● BLOC DE TEXTE
•••••
Le 18 mai, le Conseil d’État a pris une décision surprise et importante. La plus haute juridiction administrative a ordonné au gouvernement de «lever l’interdiction générale et absolue» des célébrations dans les lieux de culte sous huit jours. Les enterrements ne devraient plus non plus être limités à 20 personnes. Nous analysons cette décision et les textes sur lesquels elle s’appuie.
« Nous qui n’avons le droit de nous mêler que des choses de ce monde, nous pouvons donc permettre la liberté des cultes, et dormir en paix. » (Mirabeau)
Notre analyse
C’est un signal fort envoyé par le Conseil d’État aux pouvoirs publics par cette décision.
En rappelant le principe de la proportionnalité de la mesure de police, même en période exceptionnelle d’épidémie, le Conseil d’État remet l’Église au milieu du village.
•••••
● CONTENU DES DONNÉES

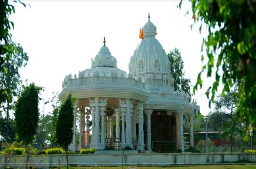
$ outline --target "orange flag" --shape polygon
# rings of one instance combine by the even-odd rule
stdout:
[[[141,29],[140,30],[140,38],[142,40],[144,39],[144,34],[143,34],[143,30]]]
•••••
● CONSIGNES À RESPECTER
Selon le bloc de texte, dans quel délai le Conseil d'État a-t-il ordonné au gouvernement de lever l'interdiction des célébrations dans les lieux de culte ? La liste n'a aucun rôle dans ce travail.

● SOLUTION DÉTAILLÉE
Sous huit jours.